- Data records:
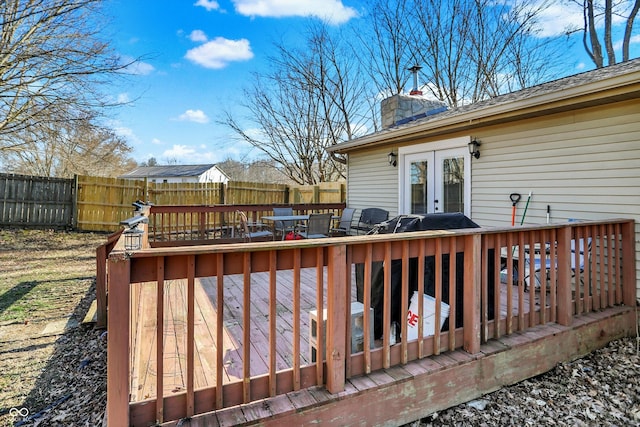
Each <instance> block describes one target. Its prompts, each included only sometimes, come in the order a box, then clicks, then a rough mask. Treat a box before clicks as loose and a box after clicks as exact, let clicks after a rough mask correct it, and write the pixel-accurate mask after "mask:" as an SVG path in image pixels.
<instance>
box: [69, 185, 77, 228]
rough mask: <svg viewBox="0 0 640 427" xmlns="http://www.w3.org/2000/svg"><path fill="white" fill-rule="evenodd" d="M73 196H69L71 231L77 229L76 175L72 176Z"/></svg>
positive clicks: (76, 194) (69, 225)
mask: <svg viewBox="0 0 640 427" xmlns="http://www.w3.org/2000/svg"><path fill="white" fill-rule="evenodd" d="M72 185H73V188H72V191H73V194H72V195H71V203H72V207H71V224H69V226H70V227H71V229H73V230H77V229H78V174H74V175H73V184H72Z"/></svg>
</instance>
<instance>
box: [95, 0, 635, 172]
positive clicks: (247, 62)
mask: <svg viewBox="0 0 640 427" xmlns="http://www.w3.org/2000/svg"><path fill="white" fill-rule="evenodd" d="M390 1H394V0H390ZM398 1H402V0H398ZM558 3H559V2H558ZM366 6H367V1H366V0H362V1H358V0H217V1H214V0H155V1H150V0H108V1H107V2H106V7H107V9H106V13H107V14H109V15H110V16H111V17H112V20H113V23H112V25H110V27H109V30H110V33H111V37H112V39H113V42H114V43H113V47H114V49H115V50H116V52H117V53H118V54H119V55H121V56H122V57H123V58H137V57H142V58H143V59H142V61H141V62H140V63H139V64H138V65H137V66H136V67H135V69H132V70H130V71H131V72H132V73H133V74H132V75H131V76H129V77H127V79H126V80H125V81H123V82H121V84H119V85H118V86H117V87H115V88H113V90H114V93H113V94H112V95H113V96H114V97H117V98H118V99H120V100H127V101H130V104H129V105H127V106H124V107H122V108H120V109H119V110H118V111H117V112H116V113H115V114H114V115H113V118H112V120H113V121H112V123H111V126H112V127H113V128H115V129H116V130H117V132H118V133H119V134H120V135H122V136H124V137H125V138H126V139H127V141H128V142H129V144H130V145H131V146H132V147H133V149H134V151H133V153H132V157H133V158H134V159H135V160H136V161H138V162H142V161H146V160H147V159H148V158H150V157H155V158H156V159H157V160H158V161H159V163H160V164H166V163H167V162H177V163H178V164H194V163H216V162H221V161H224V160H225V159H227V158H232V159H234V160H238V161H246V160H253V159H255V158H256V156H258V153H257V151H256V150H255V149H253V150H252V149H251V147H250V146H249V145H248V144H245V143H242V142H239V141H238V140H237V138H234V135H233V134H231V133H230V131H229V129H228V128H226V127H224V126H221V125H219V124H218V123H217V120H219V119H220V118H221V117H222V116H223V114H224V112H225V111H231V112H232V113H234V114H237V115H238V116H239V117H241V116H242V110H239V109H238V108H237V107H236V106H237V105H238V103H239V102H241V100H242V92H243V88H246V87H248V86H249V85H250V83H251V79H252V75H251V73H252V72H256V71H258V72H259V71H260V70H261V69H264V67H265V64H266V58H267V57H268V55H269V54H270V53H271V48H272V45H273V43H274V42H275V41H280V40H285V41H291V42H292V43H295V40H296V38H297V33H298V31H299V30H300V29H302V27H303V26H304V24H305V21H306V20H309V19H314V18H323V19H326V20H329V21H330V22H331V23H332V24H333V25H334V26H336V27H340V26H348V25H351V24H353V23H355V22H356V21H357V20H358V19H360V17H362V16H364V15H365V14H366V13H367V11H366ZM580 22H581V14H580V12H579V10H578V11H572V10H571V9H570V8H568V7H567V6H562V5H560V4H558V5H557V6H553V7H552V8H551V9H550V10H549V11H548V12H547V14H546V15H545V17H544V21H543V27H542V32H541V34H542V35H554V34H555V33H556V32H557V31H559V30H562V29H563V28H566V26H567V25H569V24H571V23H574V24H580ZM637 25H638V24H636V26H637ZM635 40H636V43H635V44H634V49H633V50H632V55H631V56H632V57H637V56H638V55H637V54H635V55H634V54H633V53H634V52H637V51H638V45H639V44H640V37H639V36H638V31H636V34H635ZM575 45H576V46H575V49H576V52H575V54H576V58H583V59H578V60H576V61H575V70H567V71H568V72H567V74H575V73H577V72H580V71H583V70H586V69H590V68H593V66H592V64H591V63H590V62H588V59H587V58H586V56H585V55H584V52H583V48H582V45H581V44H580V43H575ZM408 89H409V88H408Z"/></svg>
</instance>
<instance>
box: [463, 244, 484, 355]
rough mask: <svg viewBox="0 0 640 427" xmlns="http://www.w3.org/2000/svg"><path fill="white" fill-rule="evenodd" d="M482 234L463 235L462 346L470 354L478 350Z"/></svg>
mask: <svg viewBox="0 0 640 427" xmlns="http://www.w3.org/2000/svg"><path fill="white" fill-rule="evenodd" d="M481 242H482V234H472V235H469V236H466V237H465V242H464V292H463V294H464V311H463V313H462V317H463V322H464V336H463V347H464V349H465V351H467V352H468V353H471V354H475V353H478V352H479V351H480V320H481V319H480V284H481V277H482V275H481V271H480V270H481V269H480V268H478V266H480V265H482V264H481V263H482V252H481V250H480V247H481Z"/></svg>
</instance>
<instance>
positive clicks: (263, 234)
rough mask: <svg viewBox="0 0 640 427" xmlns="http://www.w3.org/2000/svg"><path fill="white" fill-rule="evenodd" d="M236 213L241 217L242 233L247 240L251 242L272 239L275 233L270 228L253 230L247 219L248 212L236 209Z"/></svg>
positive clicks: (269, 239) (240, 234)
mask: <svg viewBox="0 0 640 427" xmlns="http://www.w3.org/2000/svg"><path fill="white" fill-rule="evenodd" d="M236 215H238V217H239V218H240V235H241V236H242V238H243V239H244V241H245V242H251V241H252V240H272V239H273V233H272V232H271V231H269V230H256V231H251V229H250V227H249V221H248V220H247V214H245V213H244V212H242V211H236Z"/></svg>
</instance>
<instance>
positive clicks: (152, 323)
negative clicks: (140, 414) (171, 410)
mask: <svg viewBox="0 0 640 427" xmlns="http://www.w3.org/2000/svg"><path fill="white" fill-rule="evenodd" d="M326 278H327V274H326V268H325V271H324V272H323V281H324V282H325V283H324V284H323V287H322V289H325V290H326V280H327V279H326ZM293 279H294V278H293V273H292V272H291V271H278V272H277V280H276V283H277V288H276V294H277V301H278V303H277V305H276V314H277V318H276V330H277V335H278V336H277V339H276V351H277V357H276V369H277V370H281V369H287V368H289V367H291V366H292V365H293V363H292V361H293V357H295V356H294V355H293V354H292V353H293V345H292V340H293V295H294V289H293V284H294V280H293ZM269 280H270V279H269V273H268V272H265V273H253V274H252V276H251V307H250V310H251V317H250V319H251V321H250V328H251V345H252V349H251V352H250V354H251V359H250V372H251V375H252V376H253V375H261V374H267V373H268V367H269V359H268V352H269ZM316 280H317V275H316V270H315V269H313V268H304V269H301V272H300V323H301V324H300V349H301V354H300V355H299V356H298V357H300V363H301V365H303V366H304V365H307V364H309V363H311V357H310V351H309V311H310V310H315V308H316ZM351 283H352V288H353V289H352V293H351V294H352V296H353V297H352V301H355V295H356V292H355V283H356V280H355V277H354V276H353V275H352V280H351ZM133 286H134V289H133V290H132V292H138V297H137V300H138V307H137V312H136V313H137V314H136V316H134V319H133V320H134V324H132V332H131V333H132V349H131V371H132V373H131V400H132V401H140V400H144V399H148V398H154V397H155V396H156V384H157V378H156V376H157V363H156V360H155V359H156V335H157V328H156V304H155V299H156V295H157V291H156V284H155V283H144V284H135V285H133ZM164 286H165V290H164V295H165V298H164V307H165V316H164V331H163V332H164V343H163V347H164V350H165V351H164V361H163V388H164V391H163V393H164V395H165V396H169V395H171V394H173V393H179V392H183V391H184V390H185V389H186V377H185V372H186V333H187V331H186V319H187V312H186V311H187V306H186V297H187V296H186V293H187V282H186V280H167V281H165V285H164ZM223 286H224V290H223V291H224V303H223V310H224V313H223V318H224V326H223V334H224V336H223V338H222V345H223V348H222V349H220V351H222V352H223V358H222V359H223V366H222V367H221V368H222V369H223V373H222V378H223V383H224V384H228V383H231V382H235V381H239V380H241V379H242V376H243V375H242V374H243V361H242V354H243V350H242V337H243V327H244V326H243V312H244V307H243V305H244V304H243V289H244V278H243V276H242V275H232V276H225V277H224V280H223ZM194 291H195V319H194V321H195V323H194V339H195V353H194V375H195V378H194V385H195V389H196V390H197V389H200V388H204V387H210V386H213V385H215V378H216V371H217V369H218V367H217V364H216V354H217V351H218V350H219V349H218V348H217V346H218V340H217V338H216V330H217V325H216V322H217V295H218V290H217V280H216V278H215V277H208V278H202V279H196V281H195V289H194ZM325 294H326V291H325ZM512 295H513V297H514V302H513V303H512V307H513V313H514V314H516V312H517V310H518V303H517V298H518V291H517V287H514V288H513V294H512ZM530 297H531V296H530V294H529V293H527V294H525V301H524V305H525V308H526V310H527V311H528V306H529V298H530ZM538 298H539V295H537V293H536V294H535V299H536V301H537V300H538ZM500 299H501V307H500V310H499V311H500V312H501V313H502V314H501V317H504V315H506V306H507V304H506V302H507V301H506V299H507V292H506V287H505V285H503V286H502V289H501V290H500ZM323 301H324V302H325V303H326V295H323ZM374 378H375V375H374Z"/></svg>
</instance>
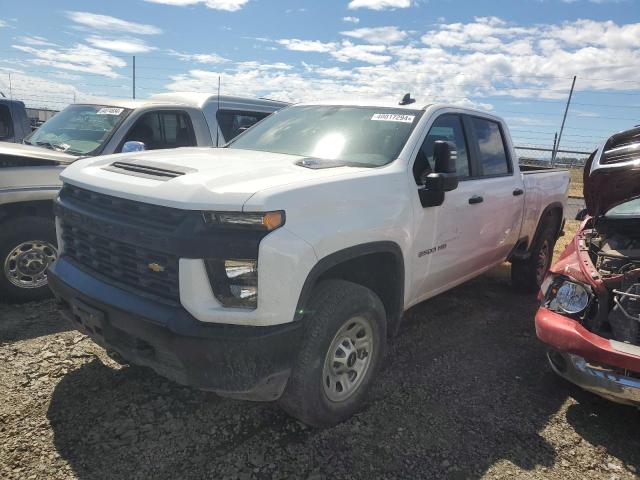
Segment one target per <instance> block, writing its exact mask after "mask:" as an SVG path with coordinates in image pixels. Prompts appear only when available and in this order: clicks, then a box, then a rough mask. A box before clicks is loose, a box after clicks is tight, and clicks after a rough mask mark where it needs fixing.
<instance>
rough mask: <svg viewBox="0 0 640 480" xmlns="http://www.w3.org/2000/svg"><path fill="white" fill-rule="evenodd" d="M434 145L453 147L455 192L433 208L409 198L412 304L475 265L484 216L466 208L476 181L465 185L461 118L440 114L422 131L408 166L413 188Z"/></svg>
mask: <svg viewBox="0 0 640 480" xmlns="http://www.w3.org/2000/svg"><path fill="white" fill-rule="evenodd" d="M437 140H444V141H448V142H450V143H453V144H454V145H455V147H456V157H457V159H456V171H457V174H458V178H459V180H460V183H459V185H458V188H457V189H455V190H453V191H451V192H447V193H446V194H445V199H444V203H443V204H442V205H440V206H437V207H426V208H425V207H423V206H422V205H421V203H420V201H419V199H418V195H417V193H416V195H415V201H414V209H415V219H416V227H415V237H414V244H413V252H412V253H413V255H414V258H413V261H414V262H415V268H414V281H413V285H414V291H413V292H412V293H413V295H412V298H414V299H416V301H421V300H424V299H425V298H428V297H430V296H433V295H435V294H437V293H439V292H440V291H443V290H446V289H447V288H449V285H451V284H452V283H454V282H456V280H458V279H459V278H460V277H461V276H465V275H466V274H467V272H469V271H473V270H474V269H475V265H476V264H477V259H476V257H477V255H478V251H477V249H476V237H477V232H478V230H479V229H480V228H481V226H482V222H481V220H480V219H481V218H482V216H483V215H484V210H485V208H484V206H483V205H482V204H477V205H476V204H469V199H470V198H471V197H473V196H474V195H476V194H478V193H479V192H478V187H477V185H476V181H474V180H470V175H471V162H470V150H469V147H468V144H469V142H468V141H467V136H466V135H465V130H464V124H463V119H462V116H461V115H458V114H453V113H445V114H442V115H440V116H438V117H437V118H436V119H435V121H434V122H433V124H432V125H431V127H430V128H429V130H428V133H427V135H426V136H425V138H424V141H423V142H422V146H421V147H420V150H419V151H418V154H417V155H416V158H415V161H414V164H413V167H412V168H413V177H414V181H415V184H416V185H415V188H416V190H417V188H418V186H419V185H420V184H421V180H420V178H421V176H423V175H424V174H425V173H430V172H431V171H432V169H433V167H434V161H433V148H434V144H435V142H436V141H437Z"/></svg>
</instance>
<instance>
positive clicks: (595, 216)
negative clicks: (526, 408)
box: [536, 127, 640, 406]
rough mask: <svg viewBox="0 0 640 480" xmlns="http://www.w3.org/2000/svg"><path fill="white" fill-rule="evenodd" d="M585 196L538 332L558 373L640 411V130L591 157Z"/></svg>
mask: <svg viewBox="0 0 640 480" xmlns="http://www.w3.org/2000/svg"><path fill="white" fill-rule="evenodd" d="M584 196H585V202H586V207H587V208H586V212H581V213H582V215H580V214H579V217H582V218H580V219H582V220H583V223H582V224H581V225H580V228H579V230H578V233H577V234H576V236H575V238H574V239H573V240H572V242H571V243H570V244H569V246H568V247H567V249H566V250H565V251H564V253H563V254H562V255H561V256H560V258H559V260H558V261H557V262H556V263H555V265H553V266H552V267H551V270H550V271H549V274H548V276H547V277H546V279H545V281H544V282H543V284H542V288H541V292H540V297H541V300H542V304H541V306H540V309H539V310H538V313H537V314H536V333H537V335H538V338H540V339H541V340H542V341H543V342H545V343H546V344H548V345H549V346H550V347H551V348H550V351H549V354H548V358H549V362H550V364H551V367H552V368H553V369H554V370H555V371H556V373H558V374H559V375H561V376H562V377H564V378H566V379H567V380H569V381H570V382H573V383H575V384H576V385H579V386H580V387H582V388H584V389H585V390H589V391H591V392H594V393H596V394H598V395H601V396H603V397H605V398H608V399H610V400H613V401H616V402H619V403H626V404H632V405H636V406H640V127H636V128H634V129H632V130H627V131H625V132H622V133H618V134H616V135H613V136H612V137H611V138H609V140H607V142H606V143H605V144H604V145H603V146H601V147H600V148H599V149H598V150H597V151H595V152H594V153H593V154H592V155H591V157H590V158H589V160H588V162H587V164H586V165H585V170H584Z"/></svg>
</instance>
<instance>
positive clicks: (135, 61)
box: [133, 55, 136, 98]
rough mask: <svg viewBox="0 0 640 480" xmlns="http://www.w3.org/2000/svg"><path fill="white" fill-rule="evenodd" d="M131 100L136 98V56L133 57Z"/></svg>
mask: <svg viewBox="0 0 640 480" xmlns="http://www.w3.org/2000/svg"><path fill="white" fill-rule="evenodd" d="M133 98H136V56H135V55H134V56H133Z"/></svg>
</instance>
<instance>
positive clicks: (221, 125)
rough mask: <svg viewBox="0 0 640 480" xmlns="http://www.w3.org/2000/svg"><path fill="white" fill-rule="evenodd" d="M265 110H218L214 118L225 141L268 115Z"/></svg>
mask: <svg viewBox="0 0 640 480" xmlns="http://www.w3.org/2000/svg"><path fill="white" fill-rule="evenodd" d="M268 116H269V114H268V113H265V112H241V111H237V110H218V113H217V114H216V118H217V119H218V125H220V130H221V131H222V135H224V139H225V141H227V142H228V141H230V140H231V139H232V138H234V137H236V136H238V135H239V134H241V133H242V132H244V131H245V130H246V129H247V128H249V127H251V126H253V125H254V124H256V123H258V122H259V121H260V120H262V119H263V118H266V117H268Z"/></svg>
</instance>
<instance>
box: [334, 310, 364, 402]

- Activity: Give again, please, precisely the lines that begin the records and run through the line with "box: [95, 0, 635, 172]" in it, keeping both end lines and dropping any pictures.

- Solution to the problem:
Each <instance> block describes one target. Its prompts, each included only sometimes, come in the order a box, then clicks, then a rough mask. Treat a box before clicks as loose and a box after clicks as exact, let clicks after a rough mask correct it, and write the pixel-accurate mask after "mask:" as an SVG path in image pixels.
<instance>
box: [69, 185, 77, 228]
rough mask: <svg viewBox="0 0 640 427" xmlns="http://www.w3.org/2000/svg"><path fill="white" fill-rule="evenodd" d="M73 196H69L71 231L77 229L76 175L72 176Z"/></svg>
positive clicks: (76, 194) (69, 225)
mask: <svg viewBox="0 0 640 427" xmlns="http://www.w3.org/2000/svg"><path fill="white" fill-rule="evenodd" d="M72 185H73V188H72V191H73V194H72V195H71V203H72V207H71V224H69V226H70V227H71V229H73V230H77V229H78V174H74V175H73V184H72Z"/></svg>
</instance>
<instance>
box: [95, 0, 635, 172]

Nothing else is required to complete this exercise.